## Sobre la tarea
Responde estas preguntas con datos del texto de abajo sobre los niños sobrevivientes del Holocausto:
1. ¿Qué libro es, según el texto, el segundo más vendido después de La Biblia?
2. ¿Quién narra el documental Los niños perdidos de Berlín?
3. ¿En qué año se cerró la última escuela judía berlinesa?

## Texto dado
=-=-=-=-=
Hay además en el libro de Wang una advertencia: así como varios de estos
niños fueron durante años criados como cristianos
–sea para sobrevivir en un escondite, lograr huir, entrar a la Argentina, por haber sido
adoptados o por el ocultamiento ejercido por sus propias familias–,
se intuye que hay otros sobrevivientes que han borrado su
identidad y la memoria de la tragedia de su experiencia. Una llamada de atención que apela a
ciertos lectores para que revisen su propio pasado en busca de una historia que en muchos casos les
ha sido ocultada.
Es sabido que
El diario de Ana Frank
resulta el segundo libro más vendido después de La Biblia.
La ruptura de la confianza radical de la infancia, de la manera más brutal, siempre ha resultado
perturbadora. Pero cuando se cuenta con el testimonio producido décadas más tarde por quienes han
logrado sobrevivir, sale a la luz una diversidad de miradas que borra cualquier moraleja
pacificadora. Están quienes prefieren olvidar e inventarse una identidad nueva, los que muestran
con orgullo sus logros profesionales para presentarse invencibles, quienes se atreven a exhibir el
modo en que el genocidio les impidió avanzar en sus vidas en cualesquiera de sus expresiones,
quienes recuerdan para sí mismos y quienes lo hacen para un futuro al que ya no auguran grandes
cosas. Sólo resta indagar en qué medida cada una de estas experiencias exige a los lectores un
trabajo interpretativo que revise la presunción de que la experiencia del horror resulta suficiente
para conocerlo. Y que aleje, además, de la comodidad de la mera indignación.
El cine como espejo
El los últimos años, también el cine se ha encargado de evocar los testimonios de quienes
padecieron el Holocausto siendo niños. Cada caso deja a la vista la diversidad de carnaduras que
adquirió el genocidio. El documental
Los niños perdidos de Berlín, narrado por Anthony Hopkins
y dirigido por Elizabeth McIntyre, reconstruye una reunión de sobrevivientes de la última escuela
judía berlinesa cerrada en 1942.
=-=-=-=-=
(Ítems de un conjunto de datos)
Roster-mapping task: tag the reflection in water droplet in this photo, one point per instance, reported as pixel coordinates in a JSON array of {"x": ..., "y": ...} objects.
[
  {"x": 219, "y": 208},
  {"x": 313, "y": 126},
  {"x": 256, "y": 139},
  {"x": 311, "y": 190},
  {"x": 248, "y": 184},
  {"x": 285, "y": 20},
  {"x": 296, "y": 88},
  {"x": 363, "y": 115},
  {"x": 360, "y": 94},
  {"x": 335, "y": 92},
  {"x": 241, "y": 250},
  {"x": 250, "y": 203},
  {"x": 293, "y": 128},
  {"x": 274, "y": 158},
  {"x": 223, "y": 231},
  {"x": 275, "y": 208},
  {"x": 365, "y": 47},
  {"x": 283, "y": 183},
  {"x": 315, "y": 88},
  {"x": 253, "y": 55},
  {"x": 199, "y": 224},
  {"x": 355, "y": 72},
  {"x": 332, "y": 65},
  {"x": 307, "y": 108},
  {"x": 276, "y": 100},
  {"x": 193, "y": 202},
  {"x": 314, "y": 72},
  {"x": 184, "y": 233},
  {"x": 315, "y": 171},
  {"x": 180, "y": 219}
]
=-=-=-=-=
## Resultado del ejercicio
1. El diario de Ana Frank.
2. Anthony Hopkins.
3. En 1942.